### Task brief
Reproduce verbatim the stretch of rows from the line containing "to locate distant" through the line containing "left=145, top=37, right=150, bottom=75", both included.

### Available records

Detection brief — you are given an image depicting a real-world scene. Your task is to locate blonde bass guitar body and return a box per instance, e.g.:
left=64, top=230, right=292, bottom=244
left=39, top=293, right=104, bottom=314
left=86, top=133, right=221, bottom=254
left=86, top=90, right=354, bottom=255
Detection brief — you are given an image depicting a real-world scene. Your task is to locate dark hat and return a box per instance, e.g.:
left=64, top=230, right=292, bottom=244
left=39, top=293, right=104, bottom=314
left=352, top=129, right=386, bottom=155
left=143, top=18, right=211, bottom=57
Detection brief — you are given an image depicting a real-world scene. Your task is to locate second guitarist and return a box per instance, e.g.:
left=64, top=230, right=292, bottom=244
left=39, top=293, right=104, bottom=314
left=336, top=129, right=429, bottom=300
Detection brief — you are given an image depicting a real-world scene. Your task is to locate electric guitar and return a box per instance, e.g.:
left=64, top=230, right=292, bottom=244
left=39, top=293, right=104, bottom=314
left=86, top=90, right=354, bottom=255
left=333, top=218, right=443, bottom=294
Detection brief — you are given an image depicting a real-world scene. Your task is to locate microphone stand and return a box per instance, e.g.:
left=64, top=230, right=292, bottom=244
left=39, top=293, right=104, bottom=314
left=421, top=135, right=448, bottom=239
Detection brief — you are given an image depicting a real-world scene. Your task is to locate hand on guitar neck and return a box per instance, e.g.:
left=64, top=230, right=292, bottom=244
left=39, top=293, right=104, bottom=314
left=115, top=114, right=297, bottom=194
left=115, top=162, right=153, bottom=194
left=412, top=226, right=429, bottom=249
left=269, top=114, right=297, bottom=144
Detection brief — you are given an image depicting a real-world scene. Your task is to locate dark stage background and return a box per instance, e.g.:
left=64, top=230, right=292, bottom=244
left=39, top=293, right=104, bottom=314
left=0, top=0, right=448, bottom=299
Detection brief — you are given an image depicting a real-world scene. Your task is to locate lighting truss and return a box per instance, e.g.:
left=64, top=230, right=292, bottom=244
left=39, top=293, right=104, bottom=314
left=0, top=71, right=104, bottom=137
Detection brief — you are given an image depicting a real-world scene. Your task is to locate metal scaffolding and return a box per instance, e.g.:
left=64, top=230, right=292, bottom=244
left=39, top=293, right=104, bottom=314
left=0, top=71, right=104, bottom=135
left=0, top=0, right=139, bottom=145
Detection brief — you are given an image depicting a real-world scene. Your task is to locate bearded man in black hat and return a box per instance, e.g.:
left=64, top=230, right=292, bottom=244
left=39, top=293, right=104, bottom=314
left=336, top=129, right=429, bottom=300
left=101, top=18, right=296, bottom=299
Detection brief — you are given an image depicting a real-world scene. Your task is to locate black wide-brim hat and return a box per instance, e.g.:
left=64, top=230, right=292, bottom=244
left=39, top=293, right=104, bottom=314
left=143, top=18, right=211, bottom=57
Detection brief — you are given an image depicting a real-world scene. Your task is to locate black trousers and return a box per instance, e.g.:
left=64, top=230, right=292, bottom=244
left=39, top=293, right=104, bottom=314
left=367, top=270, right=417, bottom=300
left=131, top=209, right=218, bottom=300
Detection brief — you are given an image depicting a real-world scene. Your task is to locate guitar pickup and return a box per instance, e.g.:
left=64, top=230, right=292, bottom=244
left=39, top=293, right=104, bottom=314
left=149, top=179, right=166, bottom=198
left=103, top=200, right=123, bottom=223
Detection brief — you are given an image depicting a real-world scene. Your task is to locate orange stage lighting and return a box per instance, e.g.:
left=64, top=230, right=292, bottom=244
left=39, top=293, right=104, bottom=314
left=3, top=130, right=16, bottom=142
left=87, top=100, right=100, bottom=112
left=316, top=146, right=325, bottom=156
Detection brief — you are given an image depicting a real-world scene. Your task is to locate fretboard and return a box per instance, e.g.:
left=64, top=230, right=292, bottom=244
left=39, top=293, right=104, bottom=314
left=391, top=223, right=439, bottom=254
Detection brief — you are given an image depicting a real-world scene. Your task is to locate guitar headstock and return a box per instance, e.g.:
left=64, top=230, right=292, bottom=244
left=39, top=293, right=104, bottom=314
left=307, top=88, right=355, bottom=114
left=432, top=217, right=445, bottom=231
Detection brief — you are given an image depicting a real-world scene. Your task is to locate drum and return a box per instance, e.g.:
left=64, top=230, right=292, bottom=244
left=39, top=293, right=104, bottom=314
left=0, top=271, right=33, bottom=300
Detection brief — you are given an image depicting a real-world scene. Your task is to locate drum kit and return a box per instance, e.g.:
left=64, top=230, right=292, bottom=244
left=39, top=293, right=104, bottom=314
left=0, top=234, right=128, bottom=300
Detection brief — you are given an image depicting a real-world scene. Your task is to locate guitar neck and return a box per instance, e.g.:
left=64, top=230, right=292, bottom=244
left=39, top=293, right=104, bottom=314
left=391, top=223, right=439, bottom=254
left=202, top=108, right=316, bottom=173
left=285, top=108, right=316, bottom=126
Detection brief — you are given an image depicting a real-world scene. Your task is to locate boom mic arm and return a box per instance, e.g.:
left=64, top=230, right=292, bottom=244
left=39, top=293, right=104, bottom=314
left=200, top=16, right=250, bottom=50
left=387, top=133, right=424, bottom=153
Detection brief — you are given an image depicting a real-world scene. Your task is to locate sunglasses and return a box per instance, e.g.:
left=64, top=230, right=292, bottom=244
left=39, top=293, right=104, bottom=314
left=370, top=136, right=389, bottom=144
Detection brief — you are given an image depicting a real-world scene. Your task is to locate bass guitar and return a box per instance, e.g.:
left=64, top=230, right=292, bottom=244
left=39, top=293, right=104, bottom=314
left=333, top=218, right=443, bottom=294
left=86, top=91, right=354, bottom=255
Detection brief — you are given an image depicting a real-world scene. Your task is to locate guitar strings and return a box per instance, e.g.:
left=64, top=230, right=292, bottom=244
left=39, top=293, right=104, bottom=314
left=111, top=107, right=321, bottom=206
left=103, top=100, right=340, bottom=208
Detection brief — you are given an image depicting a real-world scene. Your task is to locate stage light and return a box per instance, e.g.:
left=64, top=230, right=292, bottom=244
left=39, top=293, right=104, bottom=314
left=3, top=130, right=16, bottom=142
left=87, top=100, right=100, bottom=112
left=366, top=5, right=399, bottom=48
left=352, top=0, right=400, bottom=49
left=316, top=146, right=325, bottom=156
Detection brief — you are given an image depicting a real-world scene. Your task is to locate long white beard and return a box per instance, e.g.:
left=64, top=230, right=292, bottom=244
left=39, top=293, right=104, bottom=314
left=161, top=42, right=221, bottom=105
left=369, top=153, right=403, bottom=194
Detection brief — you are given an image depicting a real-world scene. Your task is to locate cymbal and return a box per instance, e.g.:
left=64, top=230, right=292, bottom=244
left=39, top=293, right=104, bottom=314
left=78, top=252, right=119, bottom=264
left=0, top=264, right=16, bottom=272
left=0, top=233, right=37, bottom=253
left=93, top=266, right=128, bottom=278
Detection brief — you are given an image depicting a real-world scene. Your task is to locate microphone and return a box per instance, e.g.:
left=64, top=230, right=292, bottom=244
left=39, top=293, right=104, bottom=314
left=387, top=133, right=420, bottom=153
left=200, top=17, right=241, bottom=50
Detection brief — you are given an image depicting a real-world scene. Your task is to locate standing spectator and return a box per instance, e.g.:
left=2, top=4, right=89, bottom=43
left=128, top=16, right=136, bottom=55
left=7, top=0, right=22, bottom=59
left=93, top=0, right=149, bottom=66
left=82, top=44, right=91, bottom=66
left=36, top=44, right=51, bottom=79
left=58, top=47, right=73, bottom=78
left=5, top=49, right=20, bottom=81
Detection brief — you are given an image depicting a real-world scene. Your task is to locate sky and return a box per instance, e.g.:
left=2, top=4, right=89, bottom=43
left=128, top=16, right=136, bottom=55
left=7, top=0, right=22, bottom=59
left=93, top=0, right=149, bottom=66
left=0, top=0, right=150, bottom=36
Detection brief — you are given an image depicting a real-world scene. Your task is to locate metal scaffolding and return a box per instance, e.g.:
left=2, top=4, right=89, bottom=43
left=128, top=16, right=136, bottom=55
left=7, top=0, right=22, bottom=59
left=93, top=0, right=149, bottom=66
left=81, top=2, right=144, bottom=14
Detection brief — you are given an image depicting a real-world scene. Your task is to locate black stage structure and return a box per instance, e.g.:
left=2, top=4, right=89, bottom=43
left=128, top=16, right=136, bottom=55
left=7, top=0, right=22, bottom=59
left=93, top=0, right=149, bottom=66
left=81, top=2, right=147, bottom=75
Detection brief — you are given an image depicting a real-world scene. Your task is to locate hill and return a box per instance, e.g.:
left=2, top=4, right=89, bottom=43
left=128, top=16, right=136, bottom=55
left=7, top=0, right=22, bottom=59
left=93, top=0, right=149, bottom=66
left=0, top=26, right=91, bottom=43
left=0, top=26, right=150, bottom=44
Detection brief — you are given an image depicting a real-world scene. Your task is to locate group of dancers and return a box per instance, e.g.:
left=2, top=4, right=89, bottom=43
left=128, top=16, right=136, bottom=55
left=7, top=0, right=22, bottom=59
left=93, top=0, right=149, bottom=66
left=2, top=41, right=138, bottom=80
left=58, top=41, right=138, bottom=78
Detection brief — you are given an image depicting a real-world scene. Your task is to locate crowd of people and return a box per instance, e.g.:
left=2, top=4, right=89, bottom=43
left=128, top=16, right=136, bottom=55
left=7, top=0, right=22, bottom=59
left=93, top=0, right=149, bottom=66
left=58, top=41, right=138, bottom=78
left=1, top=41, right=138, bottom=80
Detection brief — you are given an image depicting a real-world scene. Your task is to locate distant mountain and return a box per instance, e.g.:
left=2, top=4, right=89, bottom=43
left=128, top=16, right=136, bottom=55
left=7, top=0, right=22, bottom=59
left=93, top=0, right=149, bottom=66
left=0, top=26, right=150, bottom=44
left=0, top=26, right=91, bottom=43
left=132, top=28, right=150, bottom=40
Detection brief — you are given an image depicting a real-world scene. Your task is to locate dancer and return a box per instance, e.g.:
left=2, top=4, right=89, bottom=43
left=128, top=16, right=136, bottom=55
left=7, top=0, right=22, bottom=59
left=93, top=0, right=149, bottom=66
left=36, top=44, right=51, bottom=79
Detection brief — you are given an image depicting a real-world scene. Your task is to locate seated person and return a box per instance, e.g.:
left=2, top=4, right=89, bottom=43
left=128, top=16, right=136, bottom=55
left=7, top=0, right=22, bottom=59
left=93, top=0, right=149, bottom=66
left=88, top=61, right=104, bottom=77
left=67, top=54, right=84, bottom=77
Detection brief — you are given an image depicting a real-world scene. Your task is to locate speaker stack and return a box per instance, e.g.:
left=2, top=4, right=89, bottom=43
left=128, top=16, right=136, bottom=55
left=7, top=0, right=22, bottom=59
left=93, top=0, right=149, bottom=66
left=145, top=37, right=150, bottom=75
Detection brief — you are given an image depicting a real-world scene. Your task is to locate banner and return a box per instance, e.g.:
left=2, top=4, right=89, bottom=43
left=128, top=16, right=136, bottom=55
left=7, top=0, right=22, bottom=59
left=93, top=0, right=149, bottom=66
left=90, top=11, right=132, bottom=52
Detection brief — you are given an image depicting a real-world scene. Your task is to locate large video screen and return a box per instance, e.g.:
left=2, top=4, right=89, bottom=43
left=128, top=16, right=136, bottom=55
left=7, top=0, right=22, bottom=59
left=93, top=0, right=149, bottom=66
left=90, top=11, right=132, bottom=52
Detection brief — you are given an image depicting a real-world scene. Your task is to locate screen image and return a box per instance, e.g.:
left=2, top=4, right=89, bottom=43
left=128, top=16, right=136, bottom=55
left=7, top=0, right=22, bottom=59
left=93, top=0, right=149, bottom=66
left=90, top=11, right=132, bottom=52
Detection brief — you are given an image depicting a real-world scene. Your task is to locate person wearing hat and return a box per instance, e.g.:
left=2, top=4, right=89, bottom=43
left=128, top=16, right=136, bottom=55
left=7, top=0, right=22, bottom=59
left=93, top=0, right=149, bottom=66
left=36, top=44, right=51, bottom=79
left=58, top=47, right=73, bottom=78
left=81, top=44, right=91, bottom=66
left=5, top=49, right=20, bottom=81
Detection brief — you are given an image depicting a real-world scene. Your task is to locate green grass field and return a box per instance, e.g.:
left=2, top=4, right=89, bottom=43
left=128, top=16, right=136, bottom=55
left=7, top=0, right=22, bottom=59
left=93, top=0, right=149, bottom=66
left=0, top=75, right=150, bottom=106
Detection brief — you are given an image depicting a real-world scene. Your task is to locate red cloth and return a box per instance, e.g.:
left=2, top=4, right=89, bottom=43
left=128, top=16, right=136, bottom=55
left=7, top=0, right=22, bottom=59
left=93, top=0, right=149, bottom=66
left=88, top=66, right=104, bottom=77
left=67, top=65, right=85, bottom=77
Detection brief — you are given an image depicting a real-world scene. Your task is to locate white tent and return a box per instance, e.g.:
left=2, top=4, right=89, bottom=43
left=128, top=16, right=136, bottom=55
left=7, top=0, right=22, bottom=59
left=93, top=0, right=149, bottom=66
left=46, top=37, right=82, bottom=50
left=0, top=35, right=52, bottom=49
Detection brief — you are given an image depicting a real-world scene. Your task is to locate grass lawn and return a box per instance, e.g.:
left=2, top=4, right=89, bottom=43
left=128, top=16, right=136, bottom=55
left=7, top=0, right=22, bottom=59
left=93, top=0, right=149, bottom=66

### Exercise solution
Detection brief — you are given an image depicting a real-world scene. Your task is to locate distant mountain and return a box per instance, e.g.:
left=2, top=4, right=89, bottom=43
left=128, top=16, right=136, bottom=55
left=7, top=0, right=22, bottom=59
left=93, top=0, right=149, bottom=66
left=0, top=26, right=150, bottom=44
left=0, top=26, right=91, bottom=43
left=132, top=28, right=150, bottom=40
Detection brief — you are given an image depicting a real-world scene. Your task is to locate dancer and return a box per instance, e.g.:
left=2, top=4, right=89, bottom=43
left=128, top=16, right=136, bottom=55
left=7, top=0, right=22, bottom=59
left=93, top=0, right=149, bottom=66
left=36, top=44, right=51, bottom=79
Detection brief — you are given an image depicting a real-world scene. Your task is to locate seated person and return a box per instance, e.g.:
left=2, top=4, right=89, bottom=43
left=128, top=16, right=136, bottom=55
left=7, top=0, right=22, bottom=59
left=93, top=0, right=149, bottom=66
left=88, top=61, right=104, bottom=77
left=67, top=54, right=84, bottom=77
Detection brief — you are given an image depicting a real-world scene. Your task is to locate speaker stack and return a box per instance, e.g.:
left=2, top=4, right=89, bottom=43
left=128, top=16, right=136, bottom=55
left=7, top=0, right=22, bottom=59
left=93, top=0, right=149, bottom=66
left=145, top=37, right=150, bottom=75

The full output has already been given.